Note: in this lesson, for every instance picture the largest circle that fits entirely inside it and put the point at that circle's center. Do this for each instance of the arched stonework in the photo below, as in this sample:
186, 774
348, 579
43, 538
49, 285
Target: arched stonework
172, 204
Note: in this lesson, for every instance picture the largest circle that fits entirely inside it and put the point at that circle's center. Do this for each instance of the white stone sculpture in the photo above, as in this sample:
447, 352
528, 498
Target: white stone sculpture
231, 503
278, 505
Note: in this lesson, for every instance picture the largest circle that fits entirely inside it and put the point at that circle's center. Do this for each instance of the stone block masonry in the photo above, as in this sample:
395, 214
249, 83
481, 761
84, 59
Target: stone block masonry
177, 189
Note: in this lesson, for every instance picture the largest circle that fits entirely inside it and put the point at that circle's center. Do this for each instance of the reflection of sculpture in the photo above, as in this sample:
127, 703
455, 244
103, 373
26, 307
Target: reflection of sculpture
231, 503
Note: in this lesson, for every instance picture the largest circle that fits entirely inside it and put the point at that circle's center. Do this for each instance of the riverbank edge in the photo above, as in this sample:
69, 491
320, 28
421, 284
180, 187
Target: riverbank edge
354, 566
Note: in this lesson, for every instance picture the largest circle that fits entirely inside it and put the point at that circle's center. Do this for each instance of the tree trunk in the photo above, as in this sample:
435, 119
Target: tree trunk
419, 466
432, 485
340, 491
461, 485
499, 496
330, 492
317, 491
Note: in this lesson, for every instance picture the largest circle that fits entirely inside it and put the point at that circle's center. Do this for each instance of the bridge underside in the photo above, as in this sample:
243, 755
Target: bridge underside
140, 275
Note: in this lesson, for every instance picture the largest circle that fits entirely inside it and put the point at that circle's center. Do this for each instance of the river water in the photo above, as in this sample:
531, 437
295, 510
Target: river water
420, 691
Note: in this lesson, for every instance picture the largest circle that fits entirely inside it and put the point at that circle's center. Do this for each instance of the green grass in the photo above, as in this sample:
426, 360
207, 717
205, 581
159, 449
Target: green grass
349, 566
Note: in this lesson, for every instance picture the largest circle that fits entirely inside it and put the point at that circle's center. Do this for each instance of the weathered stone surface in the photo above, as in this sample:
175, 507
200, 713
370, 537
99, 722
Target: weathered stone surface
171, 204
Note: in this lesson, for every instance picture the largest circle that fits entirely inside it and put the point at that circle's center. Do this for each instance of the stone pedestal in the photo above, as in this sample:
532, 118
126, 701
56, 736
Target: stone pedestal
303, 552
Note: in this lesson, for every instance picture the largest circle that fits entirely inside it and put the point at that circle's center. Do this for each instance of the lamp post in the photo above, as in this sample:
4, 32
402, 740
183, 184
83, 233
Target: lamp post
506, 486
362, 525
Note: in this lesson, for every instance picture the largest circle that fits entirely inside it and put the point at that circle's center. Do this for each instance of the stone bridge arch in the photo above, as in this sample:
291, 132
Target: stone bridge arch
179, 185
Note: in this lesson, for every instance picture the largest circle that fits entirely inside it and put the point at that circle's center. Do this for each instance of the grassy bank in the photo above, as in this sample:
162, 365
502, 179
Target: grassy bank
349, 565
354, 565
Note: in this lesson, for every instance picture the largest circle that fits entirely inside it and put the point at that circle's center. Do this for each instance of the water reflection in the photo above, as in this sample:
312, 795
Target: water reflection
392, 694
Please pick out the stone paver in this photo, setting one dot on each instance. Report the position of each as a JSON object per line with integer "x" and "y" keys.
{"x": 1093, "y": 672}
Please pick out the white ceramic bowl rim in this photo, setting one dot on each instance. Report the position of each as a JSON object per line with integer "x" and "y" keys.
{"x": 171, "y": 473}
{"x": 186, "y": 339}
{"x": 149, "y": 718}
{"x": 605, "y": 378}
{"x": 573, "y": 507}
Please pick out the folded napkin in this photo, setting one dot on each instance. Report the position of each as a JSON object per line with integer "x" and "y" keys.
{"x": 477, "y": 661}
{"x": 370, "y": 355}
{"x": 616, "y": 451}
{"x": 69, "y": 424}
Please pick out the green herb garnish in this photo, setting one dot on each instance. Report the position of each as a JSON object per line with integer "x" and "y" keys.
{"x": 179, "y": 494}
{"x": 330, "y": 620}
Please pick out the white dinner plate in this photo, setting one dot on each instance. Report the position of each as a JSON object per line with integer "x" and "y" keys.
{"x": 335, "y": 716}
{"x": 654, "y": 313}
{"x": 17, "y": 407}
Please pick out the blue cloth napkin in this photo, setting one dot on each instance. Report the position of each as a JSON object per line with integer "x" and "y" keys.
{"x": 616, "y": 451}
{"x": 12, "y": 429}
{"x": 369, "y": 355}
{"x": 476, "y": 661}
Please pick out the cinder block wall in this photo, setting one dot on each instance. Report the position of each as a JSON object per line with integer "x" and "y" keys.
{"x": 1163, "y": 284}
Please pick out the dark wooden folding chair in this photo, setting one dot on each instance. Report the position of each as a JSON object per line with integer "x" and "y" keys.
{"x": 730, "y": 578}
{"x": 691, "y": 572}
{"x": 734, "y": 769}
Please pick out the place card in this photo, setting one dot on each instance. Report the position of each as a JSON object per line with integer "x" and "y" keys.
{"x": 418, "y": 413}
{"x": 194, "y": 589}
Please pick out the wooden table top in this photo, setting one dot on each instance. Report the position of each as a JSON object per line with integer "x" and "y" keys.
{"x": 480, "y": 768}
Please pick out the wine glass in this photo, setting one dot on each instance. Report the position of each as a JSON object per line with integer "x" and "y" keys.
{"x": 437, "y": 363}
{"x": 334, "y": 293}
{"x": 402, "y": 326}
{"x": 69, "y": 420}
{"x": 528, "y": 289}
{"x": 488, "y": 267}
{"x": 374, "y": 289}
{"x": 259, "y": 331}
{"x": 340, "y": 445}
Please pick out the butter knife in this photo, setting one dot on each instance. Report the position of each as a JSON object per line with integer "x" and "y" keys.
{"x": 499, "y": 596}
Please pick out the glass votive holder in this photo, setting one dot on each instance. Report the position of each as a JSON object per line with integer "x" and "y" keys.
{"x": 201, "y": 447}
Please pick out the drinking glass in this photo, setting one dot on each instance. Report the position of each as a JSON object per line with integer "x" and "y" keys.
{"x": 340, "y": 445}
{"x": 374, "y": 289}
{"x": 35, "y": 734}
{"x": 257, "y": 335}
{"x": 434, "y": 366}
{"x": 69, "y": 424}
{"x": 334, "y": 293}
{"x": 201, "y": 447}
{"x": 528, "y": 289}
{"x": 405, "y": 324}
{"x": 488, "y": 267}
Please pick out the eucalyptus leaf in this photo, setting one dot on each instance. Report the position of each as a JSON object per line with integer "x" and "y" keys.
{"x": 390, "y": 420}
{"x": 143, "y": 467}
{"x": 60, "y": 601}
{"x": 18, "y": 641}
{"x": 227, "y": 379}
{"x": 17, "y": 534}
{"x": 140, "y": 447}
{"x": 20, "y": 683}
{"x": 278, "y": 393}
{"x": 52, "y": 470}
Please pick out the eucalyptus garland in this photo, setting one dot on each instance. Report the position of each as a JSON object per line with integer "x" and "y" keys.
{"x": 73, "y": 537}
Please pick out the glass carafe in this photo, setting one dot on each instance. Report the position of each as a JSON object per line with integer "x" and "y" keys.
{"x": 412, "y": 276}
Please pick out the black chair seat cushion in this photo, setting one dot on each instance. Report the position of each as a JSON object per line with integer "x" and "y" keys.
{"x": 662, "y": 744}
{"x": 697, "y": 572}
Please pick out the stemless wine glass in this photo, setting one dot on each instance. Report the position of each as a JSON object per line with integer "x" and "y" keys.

## YOUR TASK:
Your answer must be the full listing, copied exactly.

## RESPONSE AREA:
Note: in this lesson, for every instance picture the largest circle that fits entirely inside it and put the point at that circle's center. Do this for each instance of the arched stonework in the photo below, as in this sample:
186, 774
348, 579
43, 538
49, 285
Target: arched stonework
172, 204
Note: in this lesson, for every instance picture the largest circle that fits entirely inside it and put the point at that circle's center. Do this for each instance of the white stone sculpture in the photo above, as in this sample:
447, 352
528, 498
Target: white stone sculpture
231, 503
278, 505
Note: in this lesson, for every instance picture the largest circle that fits entirely inside it and put the point at that circle's center. Do this for each instance of the stone block masonry in the photo above, as in this sample:
395, 214
249, 83
481, 761
84, 59
Target: stone block masonry
177, 189
Note: in this lesson, for every instance picture the largest circle that fits entirely inside it and put the point at that circle's center. Do this for each instance of the reflection of sculpture in the photo above, as in this sample:
127, 703
455, 244
103, 373
26, 307
Target: reflection of sculpture
231, 503
Note: in this lesson, for every instance picture the largest circle that fits entirely inside it and put the point at that circle's center. Do this for each instance of the riverbank edge in the photo above, as in this sample:
69, 491
320, 28
421, 284
180, 187
Target: riverbank edge
354, 566
Note: in this lesson, for every instance picture the largest circle that fits entirely inside it and put the point at that circle's center. Do this for each instance of the tree trunk in the photo above, as in this sample:
435, 119
Target: tree trunk
419, 466
432, 485
340, 491
461, 485
499, 496
330, 492
317, 491
Note: in this lesson, for every instance picture the largest circle that fits entirely inside it and put the point at that circle's center. Do this for each instance of the bridge underside in the photo above, as in this sample:
243, 755
Target: bridge underside
140, 275
Note: in this lesson, for every instance picture the largest circle that fits entirely inside it and put the point at that circle's center. Do this for each instance of the river water in the photo above, as in this sample:
531, 437
295, 510
Target: river water
420, 691
Note: in this lesson, for every instance picture the largest circle that fits entirely inside it and put the point at that circle's center. Do this for each instance of the green grass in the photo above, as in this sample:
426, 360
207, 717
205, 581
159, 449
Target: green grass
349, 566
Note: in this lesson, for every instance picture the largest circle that fits entirely inside it and put the point at that circle's center. Do this for each instance of the weathered stone surface in the photo above, as in this sample:
175, 507
200, 713
370, 537
99, 722
Target: weathered stone surface
171, 204
Note: in this lesson, for every instance picture the largest circle that fits entirely inside it and put the point at that circle's center. Do this for each instance of the stone pedestal in the photo above, as in this sample:
532, 118
126, 701
56, 736
Target: stone pedestal
303, 552
Note: in this lesson, for every instance picture the largest circle that fits entirely inside it and put the point at that circle's center. Do this for each instance of the lamp post in the photo above, as in this sample:
4, 32
402, 740
183, 184
83, 233
Target: lamp post
506, 486
362, 525
Note: in this lesson, for every instance picture the largest circle that fits entirely inside it and put the point at that circle's center. Do this for each instance of the stone bridge arch in the photo above, as in this sample:
291, 132
Target: stone bridge arch
179, 185
Note: in this lesson, for every instance picture the largest circle that fits entirely inside it and put the point at that circle's center. Do this for each instance of the grassy bank in the photo above, as in this sample:
162, 365
502, 179
Target: grassy bank
349, 565
354, 565
Note: in this lesson, for every instance picture the largest circle that fits entirely inside it and put the point at that circle's center. Do this for each instance of the water reflection in the photo above, as in this sample:
312, 795
Target: water reflection
392, 694
Please pick out the stone paver in this photo, setting one dot on each instance. Report the position of each as a JSON object per line with integer "x" and "y" keys.
{"x": 1093, "y": 672}
Please pick out the white ceramic bowl rim in this photo, setting one dot on each instance. Report the position of each as a JSON object per line with integer "x" and "y" keys.
{"x": 171, "y": 473}
{"x": 186, "y": 339}
{"x": 149, "y": 718}
{"x": 605, "y": 378}
{"x": 573, "y": 507}
Please pick out the folded napkin in this photo, setting one dot on each instance. Report the position of each as a JSON object per line with integer "x" and "y" keys.
{"x": 477, "y": 661}
{"x": 370, "y": 355}
{"x": 616, "y": 451}
{"x": 69, "y": 424}
Please pick out the green herb garnish in this photo, setting one dot on each instance. Report the position of each as a JSON object per line with integer "x" and "y" keys.
{"x": 179, "y": 494}
{"x": 330, "y": 620}
Please pick out the white dinner plate in this photo, setting one dot on each instance. Report the position of each as a JSON object per line with integer "x" and "y" keys.
{"x": 335, "y": 716}
{"x": 654, "y": 313}
{"x": 17, "y": 407}
Please pick out the blue cloth napkin in this photo, setting one dot on each instance. Report the position of each as a JSON object per line with integer "x" and "y" keys.
{"x": 616, "y": 451}
{"x": 12, "y": 429}
{"x": 369, "y": 355}
{"x": 476, "y": 661}
Please pick out the cinder block wall in this photo, setting one dot on each instance. Report the position of each as a JSON object per line with integer "x" and "y" keys.
{"x": 1163, "y": 284}
Please pick out the dark wooden folding chair in this photo, setting one dot on each instance. Report the position of each as a JSON object per line with integer "x" and "y" keys.
{"x": 730, "y": 578}
{"x": 691, "y": 572}
{"x": 734, "y": 769}
Please pick out the place card in this photo, setting one dot on each instance. Report the position of each as a JSON object per line with integer "x" and "y" keys.
{"x": 418, "y": 413}
{"x": 194, "y": 589}
Please pick out the wooden table top in this photo, setting one dot on each instance. Report the position of each as a JSON object per line with integer "x" and "y" keys.
{"x": 480, "y": 768}
Please pick out the wine glass in this photo, setting one dot on each instance. Report the position of each as a JSON object per line with integer "x" and "y" keys.
{"x": 437, "y": 363}
{"x": 334, "y": 293}
{"x": 402, "y": 326}
{"x": 69, "y": 420}
{"x": 528, "y": 289}
{"x": 488, "y": 267}
{"x": 374, "y": 289}
{"x": 259, "y": 331}
{"x": 340, "y": 445}
Please pick out the butter knife in this photo, setting one dot on each instance. Report the position of each as a JSON object per line with integer "x" and "y" keys.
{"x": 499, "y": 596}
Please pick out the glass votive holder in this photo, setting one dot on each instance. Report the position of each as a JSON object per line with integer "x" and "y" keys.
{"x": 201, "y": 447}
Please pick out the drinking glass in this photo, setting one dot on each instance. Report the position of each as a JSON object per line with integer "x" and "y" keys.
{"x": 340, "y": 445}
{"x": 374, "y": 289}
{"x": 35, "y": 734}
{"x": 257, "y": 335}
{"x": 434, "y": 366}
{"x": 69, "y": 424}
{"x": 334, "y": 293}
{"x": 201, "y": 447}
{"x": 528, "y": 289}
{"x": 405, "y": 324}
{"x": 488, "y": 267}
Please pick out the eucalyptus leaf in this photo, setting one dot on each instance. Report the position of each as a JSON object per line with integer "x" and "y" keys.
{"x": 390, "y": 420}
{"x": 143, "y": 467}
{"x": 60, "y": 601}
{"x": 18, "y": 641}
{"x": 227, "y": 379}
{"x": 17, "y": 534}
{"x": 140, "y": 447}
{"x": 20, "y": 683}
{"x": 278, "y": 393}
{"x": 52, "y": 470}
Please pick out the eucalyptus garland in this photo, setting one dot on each instance. Report the position of each as a JSON object per line with integer "x" and "y" keys.
{"x": 73, "y": 537}
Please pick out the glass carafe in this photo, setting one dot on each instance. Report the position of each as a JSON object per line with integer "x" and "y" keys.
{"x": 412, "y": 276}
Please pick out the black chair seat cushion in this photo, setting one dot on each instance. Report the position of each as a JSON object per line with integer "x" and "y" keys.
{"x": 662, "y": 744}
{"x": 697, "y": 572}
Please pick out the stemless wine glass in this photo, setting one dot on each instance. Report the position of each as a JSON object per line with integer "x" and "y" keys.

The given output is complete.